**Provided text**:

Native Americans put up a good fight in defending their homelands against foreign invaders. Unfortunately, they suffered defeat and realized they would have to adapt to a new way of life. The battle for their lands was over, but the battle for their identities would just begin. However, it would not be the hardened warriors engaging in this conflict. Instead, the young Native American children would witness first-hand the American government’s solution to the Indian problem. Boarding schools were established to assimilate Native American children into white society. These boarding schools had both positive and negative impacts on the children.
Education was seen as the key to saving the Indians and would be forced upon them if necessary (Calloway, 425). The adults of Native American tribes were the first target for this approach (Calloway, 425). However, the plan backfired due to many adults resisting the assimilation project (Calloway, 425). The next step was to go after easier targets; the children (Calloway, 425). It proved to be a haunting experience for the children as many were pulled out of their own mothers’ arms (Calloway, 426).
Some children were already attending schools located on the reservation (Calloway, 426). The education reformers thought it was best to relocate the children to school off the reservation (Calloway, 426). They wanted to isolate the children from their Indian ways and that meant taking them away from family and culture (Calloway, 426). At first, only a couple of off reservation schools were established. The Hampton Institute and Carlisle Indian School were among the first and most famous (Calloway, 426). As the success of these schools progressed, many more were established to reflect their image (Calloway, 426).

**Task description**: Carry on the passage about Native American boarding schools from its final sentence.

**Records supplied**:

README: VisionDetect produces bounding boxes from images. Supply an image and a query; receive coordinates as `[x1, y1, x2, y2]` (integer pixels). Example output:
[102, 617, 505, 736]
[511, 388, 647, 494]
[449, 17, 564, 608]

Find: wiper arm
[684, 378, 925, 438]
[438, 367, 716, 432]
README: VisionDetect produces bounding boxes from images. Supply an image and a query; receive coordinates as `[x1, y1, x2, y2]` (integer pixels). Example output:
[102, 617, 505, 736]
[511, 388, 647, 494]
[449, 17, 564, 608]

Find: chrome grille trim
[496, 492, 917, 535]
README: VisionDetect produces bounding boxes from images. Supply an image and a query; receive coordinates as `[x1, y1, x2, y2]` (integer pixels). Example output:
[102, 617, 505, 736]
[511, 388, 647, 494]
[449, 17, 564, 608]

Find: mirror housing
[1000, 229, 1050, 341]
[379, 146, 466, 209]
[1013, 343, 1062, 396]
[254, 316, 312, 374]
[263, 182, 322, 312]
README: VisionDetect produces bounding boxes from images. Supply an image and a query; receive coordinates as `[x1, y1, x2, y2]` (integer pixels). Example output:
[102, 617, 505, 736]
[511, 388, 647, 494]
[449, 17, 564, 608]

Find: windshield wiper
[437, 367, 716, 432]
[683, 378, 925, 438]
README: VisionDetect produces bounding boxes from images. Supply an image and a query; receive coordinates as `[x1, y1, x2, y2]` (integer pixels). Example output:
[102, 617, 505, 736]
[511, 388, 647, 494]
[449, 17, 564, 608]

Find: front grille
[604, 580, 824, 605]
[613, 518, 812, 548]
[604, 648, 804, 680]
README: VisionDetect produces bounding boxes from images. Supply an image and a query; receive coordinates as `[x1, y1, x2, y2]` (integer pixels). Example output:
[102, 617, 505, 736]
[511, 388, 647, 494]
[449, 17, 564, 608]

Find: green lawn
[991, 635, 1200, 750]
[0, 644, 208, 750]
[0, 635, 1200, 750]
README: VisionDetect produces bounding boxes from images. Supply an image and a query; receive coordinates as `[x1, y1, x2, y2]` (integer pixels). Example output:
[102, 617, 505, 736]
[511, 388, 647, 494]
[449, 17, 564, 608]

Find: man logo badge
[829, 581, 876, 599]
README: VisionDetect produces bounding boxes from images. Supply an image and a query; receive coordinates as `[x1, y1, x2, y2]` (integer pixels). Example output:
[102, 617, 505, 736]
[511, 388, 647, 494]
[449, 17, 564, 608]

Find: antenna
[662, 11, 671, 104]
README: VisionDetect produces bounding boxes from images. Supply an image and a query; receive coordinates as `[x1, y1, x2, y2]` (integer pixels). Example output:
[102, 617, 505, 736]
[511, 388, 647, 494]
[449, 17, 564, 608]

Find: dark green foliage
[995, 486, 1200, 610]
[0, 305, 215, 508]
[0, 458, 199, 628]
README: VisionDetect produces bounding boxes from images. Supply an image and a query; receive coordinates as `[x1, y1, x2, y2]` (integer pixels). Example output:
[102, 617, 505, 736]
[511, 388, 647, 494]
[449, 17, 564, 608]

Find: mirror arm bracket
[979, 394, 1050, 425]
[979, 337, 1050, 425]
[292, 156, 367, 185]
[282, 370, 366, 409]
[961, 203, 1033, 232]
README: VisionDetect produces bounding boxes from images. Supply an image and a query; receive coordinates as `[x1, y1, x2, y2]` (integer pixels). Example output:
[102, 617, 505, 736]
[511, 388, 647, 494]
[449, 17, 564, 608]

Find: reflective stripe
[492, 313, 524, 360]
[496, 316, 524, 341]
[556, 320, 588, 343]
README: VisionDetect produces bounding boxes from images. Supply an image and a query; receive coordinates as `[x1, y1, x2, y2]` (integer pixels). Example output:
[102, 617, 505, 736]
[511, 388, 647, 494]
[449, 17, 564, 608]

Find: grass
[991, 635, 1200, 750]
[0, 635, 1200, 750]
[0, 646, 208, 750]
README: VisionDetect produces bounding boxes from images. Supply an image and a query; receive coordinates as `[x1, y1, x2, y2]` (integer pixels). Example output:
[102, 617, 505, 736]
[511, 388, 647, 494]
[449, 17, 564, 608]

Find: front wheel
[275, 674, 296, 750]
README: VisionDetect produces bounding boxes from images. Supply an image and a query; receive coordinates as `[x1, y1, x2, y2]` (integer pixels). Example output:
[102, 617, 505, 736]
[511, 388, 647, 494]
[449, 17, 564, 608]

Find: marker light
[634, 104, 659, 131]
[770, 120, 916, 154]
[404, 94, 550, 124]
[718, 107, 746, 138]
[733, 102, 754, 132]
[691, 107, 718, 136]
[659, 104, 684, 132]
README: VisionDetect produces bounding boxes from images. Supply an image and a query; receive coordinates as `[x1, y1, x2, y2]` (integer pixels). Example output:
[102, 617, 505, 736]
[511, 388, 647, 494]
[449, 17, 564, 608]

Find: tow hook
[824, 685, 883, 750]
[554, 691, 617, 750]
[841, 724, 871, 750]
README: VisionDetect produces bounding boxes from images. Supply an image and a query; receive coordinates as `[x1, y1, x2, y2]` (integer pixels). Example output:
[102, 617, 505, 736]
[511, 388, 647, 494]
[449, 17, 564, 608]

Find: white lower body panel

**Expected answer**:
When the children arrived to the schools, they were stripped of everything that identified them as Native Americans. The young boys’ had their long hair cut and their native clothes were replaced by white man garments (“Indian Boarding Schools,” n.d.). In addition, the children were homesick and spent numerous nights crying for their parents (“Indian Boarding Schools,” n.d.). One student, Lone Wolf of the Blackfoot tribe, stated, “If we thought the days were bad, the nights were much worse. This is when the loneliness set in, for this was when we knew that we were all alone” (“Indian Boarding Schools,” n.d.).
The daily life of the students was run with a militaristic style. They were awakened very early in the morning, had to march everywhere they went, and conducted military exercises between classes (“Indian Boarding Schools,” n.d.). There was also no relaxation as the students only had less than of hour of free time a day (“Indian Boarding Schools,” n.d.). After school, the students were given additional chores and had to attend evening lectures (“Indian Boarding Schools,” n.d.). Also, at no time where the children allowed speaking of their native tongues (“Indian Boarding Schools,” n.d.). Those...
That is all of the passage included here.